Using the entries below, output exactly the line containing "One point per instance, each like (126, 264)." and all lines that follow it to the end.

__MATERIALS PROVIDED__
------------------------------
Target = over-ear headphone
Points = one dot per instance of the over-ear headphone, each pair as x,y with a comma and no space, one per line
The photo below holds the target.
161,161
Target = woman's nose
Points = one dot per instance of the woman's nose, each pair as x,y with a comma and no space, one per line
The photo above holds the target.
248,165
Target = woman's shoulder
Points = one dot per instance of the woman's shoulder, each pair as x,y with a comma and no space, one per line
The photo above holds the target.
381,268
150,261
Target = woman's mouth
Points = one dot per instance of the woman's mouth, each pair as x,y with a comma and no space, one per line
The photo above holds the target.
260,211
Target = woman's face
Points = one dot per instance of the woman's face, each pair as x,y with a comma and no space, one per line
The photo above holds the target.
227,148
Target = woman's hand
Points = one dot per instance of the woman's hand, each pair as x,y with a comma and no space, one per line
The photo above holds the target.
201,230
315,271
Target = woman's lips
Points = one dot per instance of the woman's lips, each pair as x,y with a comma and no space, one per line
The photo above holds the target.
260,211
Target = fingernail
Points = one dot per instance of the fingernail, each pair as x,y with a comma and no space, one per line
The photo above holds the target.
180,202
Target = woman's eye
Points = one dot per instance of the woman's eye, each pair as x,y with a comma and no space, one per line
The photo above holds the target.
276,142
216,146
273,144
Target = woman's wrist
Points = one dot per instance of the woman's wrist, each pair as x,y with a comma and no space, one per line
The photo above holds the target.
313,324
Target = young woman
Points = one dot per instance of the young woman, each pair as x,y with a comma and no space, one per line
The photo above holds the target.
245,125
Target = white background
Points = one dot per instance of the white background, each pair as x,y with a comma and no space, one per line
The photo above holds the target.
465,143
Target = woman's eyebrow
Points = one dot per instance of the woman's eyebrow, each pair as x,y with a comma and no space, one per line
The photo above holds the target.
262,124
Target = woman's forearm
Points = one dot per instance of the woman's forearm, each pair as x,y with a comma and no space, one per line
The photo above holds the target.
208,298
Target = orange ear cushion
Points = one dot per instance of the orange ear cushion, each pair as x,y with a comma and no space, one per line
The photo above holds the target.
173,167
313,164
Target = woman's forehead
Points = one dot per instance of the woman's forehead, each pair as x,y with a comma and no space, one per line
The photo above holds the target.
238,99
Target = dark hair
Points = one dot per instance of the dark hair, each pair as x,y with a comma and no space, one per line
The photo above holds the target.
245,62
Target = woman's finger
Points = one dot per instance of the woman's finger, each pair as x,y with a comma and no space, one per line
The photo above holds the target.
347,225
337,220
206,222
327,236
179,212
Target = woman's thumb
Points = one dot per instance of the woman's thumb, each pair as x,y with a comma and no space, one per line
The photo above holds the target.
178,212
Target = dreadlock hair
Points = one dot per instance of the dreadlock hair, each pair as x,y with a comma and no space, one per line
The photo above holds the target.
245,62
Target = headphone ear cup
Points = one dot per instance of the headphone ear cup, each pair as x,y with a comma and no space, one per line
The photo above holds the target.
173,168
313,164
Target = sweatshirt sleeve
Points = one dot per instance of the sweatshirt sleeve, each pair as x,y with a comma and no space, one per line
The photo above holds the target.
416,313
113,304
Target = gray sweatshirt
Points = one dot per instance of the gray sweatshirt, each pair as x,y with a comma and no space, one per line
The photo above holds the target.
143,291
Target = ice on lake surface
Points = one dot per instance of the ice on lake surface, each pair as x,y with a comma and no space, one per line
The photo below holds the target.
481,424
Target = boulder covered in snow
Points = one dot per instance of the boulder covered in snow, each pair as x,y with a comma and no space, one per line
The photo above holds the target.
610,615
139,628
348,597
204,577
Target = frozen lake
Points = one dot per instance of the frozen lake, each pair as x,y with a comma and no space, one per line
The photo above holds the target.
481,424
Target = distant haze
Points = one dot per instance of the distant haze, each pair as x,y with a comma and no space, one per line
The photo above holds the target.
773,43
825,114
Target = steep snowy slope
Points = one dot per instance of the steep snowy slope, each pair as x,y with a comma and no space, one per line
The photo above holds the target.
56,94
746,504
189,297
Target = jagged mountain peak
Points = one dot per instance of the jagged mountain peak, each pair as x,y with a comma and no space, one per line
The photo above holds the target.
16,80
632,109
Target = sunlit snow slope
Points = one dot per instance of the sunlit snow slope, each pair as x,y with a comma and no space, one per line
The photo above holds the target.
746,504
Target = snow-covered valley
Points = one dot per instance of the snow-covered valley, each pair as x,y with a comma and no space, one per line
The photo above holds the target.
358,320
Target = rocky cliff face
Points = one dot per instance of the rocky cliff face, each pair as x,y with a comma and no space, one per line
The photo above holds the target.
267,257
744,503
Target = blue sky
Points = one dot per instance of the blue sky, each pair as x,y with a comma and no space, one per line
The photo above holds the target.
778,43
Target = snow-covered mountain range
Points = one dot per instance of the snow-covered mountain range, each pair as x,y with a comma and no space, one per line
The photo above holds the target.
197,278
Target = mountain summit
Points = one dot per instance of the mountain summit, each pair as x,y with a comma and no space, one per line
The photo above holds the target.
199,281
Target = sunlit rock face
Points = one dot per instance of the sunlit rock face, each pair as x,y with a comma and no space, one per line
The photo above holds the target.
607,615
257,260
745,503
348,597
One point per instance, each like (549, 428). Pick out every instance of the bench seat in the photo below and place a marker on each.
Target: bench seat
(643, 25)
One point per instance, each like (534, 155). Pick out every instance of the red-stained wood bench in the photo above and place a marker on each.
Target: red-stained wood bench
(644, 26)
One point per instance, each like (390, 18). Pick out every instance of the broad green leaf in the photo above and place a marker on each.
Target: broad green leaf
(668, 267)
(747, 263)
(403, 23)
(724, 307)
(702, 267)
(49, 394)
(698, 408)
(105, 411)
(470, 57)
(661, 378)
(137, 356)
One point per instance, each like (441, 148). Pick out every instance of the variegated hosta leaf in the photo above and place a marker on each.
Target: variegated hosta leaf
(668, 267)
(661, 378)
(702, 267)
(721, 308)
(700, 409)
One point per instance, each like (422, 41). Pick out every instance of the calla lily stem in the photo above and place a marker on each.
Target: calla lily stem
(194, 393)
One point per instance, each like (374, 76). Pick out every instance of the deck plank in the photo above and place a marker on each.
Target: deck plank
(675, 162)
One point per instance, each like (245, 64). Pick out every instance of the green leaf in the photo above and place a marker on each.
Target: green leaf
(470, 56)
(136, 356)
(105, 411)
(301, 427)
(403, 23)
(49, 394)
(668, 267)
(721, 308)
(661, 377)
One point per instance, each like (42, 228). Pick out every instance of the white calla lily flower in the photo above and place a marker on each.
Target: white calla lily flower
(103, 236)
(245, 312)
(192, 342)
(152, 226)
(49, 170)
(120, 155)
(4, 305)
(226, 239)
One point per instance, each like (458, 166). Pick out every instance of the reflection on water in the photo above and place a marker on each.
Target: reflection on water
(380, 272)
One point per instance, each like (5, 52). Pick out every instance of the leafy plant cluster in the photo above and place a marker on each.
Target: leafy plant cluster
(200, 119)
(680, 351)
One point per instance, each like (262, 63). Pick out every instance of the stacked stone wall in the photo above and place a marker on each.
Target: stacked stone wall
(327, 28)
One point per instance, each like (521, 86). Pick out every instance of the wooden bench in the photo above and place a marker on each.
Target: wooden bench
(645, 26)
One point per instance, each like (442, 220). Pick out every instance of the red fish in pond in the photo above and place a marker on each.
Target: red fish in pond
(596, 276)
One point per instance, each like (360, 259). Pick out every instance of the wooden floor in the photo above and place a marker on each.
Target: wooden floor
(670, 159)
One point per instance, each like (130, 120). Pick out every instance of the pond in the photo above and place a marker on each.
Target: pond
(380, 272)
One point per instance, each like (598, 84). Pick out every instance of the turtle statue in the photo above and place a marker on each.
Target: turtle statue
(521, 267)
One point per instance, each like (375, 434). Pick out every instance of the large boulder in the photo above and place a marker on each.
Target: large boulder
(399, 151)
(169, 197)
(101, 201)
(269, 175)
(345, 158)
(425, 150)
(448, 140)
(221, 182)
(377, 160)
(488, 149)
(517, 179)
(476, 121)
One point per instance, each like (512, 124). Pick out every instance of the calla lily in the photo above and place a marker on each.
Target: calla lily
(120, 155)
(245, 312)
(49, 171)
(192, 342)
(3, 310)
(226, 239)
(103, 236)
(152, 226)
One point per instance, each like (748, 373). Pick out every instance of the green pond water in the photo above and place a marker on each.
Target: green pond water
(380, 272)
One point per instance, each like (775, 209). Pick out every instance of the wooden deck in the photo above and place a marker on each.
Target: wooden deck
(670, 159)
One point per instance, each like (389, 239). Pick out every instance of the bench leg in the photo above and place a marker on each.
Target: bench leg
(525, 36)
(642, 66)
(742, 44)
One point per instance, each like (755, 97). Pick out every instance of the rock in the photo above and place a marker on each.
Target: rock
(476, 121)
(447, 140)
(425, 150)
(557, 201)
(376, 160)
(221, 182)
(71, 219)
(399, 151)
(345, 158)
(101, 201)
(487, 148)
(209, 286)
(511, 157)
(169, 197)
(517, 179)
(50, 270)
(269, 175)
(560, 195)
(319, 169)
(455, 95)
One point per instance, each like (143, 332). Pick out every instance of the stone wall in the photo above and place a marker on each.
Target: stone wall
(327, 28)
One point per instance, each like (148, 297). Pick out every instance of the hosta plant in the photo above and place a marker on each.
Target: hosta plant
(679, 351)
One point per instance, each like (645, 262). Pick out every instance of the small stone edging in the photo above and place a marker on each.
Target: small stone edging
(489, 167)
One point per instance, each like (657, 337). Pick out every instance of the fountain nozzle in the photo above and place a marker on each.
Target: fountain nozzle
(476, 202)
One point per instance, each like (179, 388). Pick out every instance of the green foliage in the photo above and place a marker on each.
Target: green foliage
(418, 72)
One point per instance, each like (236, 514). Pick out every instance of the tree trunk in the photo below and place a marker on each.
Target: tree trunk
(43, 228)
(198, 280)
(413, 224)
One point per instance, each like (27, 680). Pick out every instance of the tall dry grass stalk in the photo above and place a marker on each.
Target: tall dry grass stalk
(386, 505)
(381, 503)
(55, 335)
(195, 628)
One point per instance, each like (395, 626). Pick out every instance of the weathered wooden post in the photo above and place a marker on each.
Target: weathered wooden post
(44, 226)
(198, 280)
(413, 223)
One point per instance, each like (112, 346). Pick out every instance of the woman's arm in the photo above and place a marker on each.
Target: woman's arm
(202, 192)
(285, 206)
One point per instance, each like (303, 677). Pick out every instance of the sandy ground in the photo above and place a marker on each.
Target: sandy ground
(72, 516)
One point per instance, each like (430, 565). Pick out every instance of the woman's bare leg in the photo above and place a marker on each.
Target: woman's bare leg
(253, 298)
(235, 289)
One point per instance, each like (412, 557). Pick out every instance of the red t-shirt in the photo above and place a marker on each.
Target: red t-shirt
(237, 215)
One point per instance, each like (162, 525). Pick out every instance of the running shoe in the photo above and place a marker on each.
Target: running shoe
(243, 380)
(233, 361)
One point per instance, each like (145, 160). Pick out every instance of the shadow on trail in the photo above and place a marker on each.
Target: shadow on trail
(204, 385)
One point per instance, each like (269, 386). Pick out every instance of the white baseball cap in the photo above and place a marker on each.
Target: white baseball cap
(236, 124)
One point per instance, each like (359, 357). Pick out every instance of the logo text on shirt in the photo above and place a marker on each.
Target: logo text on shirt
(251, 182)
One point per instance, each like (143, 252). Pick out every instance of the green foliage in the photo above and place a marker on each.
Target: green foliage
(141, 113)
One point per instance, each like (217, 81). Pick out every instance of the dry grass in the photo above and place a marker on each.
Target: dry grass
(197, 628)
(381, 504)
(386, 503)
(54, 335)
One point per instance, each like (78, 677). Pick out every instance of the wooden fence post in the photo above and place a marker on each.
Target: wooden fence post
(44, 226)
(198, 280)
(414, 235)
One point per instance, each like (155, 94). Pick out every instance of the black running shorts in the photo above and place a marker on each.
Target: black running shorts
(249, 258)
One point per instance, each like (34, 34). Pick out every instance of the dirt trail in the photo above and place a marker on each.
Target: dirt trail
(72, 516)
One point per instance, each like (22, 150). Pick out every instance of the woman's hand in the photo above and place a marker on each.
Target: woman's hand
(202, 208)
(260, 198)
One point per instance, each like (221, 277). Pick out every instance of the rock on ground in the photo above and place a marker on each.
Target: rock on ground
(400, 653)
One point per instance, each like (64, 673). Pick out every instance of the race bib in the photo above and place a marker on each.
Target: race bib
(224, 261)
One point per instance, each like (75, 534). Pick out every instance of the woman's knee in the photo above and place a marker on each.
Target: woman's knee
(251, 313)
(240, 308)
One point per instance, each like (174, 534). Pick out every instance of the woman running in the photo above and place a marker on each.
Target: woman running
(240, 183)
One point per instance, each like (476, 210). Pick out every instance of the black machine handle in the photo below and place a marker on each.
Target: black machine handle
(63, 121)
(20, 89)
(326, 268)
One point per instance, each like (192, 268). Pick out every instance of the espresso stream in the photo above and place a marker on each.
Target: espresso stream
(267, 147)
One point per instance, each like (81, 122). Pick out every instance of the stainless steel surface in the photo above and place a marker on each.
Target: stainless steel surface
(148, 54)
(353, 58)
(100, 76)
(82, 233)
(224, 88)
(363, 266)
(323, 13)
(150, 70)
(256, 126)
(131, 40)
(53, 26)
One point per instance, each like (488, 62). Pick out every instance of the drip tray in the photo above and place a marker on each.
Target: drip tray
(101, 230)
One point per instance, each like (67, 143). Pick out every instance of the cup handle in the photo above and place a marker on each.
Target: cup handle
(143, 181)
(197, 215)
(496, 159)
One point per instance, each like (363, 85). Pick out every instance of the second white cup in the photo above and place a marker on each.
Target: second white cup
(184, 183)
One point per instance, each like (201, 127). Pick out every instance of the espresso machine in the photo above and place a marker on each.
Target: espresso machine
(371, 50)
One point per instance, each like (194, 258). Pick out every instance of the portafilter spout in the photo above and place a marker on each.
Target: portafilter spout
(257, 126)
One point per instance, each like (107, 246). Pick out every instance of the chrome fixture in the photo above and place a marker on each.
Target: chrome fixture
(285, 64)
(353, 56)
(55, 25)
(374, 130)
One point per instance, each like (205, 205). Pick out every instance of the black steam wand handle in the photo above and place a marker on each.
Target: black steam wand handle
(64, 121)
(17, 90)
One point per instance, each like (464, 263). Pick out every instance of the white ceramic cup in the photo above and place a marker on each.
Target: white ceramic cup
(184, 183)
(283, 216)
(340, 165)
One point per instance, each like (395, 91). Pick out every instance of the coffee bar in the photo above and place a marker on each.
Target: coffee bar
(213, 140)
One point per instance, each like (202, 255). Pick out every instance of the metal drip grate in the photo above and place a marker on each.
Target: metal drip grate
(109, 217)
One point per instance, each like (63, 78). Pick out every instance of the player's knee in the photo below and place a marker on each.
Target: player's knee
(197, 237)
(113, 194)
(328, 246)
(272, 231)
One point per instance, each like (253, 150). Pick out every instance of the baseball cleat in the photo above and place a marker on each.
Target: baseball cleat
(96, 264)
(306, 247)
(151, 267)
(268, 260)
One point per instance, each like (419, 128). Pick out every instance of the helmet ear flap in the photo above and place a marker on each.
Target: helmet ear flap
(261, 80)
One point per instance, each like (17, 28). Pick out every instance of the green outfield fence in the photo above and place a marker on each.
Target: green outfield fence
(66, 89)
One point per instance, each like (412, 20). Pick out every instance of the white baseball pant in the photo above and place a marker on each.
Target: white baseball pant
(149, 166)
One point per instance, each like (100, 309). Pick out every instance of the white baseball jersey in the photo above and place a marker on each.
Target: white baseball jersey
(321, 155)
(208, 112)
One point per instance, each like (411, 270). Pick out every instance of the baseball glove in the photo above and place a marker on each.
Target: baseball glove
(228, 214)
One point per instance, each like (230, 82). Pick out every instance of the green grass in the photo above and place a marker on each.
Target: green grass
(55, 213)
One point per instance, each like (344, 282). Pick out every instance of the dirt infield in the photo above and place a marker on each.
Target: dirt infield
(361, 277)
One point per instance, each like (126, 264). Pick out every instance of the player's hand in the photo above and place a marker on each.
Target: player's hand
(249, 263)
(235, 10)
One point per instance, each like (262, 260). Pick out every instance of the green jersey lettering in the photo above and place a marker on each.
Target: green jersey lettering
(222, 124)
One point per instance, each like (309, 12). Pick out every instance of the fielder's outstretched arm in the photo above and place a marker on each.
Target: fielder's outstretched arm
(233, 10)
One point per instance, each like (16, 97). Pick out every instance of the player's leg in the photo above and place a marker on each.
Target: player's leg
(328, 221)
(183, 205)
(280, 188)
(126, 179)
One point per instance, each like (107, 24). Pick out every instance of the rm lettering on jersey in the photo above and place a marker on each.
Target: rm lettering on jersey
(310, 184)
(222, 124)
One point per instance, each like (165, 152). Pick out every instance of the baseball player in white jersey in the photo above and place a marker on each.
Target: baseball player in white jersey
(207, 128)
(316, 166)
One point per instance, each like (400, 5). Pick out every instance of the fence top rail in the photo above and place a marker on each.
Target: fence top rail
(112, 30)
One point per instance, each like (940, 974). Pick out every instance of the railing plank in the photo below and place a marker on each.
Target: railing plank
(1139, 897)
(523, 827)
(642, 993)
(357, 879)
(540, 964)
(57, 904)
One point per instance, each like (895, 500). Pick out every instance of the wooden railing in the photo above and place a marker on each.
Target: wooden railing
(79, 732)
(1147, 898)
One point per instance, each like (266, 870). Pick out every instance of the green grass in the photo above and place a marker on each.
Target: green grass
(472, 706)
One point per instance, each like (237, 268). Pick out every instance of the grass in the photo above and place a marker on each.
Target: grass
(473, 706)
------------------------------
__ANSWER TO THIS PROBLEM__
One point per instance, each like (126, 264). Pick out every instance of the player's hand in the photo above and place a marker on each.
Target: player's hand
(249, 263)
(235, 10)
One point per instance, each like (262, 260). Pick out every instance of the green jersey lettering in the photo above and place a marker on each.
Target: green jersey lettering
(222, 124)
One point per instance, each like (309, 12). Pick out every instance of the fielder's outstretched arm in the photo above and place a marker on each.
Target: fielder's outstretched arm
(233, 10)
One point per instance, each like (16, 97). Pick out every instance of the player's leg in the photo above and place a marker on each.
Target: player's leg
(328, 221)
(183, 205)
(280, 188)
(126, 179)
One point per instance, each like (107, 24). Pick out every instance of the rm lettering on jersey in the photo above and place a marker on each.
Target: rm lettering on jersey
(310, 184)
(222, 124)
One point per instance, each like (165, 152). Pick out every instance of the baseball player in white jersey in the photo above and place a marker on each.
Target: baseball player in white jersey
(207, 128)
(316, 166)
One point per instance, each like (400, 5). Pick out every instance of the fence top rail in the photo above and place a marker on each.
Target: fence top rail
(112, 30)
One point per instance, each like (940, 974). Pick out every instance of the railing plank in the photo below and place a marker on each.
Target: railing plank
(1139, 897)
(523, 827)
(642, 993)
(357, 879)
(540, 964)
(57, 904)
One point per instance, each like (895, 500). Pick out every instance of the wooden railing in the photo above and place a marker on each.
Target: wooden railing
(79, 732)
(1147, 898)
One point per instance, each like (266, 870). Pick out every instance of the green grass in the photo above and place a marker on each.
Target: green grass
(472, 706)
One point per instance, each like (237, 268). Pick out every instance of the grass in the photo above and place a marker on each.
Target: grass
(473, 706)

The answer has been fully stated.